**Directions:**
The entries below contain a stretch that opens with the line containing "like x=424, y=606." and closes with the line containing "like x=840, y=704."; set down that stretch exactly, both ends included, and nothing else.

**Extracted records:**
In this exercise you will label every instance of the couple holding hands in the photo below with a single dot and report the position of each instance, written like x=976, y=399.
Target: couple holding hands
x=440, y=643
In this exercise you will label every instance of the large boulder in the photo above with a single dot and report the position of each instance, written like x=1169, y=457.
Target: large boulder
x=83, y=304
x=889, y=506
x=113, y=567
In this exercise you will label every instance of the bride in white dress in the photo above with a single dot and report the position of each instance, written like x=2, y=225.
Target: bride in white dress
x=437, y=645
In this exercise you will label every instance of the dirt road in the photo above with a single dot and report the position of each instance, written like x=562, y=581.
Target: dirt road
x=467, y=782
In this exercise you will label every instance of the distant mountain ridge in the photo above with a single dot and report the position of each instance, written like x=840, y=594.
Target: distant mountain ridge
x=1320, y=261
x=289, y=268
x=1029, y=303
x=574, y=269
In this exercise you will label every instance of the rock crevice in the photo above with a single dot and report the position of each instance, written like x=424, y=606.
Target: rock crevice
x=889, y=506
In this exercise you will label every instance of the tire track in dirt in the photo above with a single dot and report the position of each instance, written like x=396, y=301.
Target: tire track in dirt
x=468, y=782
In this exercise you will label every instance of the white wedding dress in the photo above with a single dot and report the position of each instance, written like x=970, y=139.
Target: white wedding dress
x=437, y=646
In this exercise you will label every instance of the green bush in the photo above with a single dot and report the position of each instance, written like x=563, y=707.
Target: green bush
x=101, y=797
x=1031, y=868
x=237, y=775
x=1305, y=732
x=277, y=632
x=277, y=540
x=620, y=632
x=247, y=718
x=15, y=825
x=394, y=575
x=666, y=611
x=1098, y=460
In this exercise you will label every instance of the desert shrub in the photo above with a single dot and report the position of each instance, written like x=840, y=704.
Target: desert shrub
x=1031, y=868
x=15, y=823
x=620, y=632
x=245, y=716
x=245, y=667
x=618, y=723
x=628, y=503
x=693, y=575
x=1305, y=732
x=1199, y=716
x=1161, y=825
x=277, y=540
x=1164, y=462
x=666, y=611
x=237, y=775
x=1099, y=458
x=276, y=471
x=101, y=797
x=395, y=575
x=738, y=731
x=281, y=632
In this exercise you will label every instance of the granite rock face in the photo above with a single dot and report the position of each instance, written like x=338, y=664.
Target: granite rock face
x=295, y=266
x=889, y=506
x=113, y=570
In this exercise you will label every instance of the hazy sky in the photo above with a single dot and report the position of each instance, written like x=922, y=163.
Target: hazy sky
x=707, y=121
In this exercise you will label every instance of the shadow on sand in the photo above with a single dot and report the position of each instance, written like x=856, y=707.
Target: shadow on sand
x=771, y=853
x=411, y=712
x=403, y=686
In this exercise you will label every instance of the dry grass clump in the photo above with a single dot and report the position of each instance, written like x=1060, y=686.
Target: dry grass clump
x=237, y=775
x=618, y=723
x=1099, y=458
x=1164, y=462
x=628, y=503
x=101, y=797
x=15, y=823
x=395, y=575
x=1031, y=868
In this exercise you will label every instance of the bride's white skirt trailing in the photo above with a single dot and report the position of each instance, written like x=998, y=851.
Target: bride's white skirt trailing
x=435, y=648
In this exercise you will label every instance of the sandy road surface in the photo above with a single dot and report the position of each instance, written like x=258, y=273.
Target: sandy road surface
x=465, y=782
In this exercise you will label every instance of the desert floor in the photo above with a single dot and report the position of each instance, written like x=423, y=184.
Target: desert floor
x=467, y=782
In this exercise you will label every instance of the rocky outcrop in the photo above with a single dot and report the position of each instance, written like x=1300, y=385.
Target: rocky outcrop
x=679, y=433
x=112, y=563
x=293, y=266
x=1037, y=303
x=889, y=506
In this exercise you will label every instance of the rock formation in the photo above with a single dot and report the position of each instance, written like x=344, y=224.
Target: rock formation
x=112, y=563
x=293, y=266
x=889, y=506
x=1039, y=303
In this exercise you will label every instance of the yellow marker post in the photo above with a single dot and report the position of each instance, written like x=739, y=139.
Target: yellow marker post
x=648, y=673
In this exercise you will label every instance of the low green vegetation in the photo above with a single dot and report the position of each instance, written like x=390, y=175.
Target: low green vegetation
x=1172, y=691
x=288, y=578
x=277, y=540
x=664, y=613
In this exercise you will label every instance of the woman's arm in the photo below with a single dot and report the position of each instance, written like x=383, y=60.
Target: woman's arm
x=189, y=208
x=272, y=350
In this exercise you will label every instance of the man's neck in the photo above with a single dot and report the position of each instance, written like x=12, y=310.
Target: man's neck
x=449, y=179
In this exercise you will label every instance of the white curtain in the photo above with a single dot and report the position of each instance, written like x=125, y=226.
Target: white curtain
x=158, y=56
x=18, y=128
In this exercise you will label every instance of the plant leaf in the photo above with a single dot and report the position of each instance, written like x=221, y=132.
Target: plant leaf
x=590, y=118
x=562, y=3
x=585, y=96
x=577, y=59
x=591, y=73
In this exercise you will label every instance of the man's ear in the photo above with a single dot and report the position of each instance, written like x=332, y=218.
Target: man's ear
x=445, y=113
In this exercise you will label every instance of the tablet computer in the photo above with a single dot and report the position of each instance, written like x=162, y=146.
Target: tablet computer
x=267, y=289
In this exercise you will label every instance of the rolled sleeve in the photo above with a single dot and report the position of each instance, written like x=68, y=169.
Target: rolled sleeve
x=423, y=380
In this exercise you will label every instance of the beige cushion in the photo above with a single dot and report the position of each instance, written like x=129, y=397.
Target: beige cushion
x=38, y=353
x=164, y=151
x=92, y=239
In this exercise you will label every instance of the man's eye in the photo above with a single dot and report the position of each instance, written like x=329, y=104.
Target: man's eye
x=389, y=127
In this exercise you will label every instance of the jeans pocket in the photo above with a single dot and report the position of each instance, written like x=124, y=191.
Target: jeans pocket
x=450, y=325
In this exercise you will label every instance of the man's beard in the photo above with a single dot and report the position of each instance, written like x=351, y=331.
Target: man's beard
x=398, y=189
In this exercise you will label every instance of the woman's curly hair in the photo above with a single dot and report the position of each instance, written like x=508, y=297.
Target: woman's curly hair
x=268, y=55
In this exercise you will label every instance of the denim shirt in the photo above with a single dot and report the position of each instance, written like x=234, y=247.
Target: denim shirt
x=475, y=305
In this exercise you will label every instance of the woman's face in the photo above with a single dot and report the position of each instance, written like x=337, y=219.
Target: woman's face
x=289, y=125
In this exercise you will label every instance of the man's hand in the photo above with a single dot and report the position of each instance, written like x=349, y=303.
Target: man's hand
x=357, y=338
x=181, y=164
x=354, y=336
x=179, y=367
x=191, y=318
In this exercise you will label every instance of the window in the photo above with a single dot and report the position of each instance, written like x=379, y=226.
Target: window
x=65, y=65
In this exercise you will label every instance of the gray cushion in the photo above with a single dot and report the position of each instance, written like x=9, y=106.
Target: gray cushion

**Result:**
In this exercise you will label every instance of the rock crevice in the photo above with a single dot and report the position of each instance, written like x=424, y=606.
Target: rock crevice
x=889, y=506
In this exercise you will label every instance of the tire track in dirt in the photo above with a single dot and report the position of each instance, written like x=396, y=301.
Target: tire track in dirt
x=468, y=782
In this exercise you will label every instance of the white wedding dress in the photo above with a single dot and report the position of each instance, written like x=970, y=139.
Target: white wedding dress
x=437, y=646
In this exercise you will label every instance of the green bush in the photo above with a single dot and report the position of each instance, written like x=563, y=707.
Target: green bush
x=101, y=797
x=1031, y=868
x=237, y=775
x=1305, y=732
x=277, y=632
x=277, y=540
x=620, y=632
x=247, y=718
x=15, y=825
x=394, y=575
x=666, y=611
x=1098, y=460
In this exercise you will label every instance of the desert shrub in the photo above with a single dot and report the position of each instance, written like x=840, y=704.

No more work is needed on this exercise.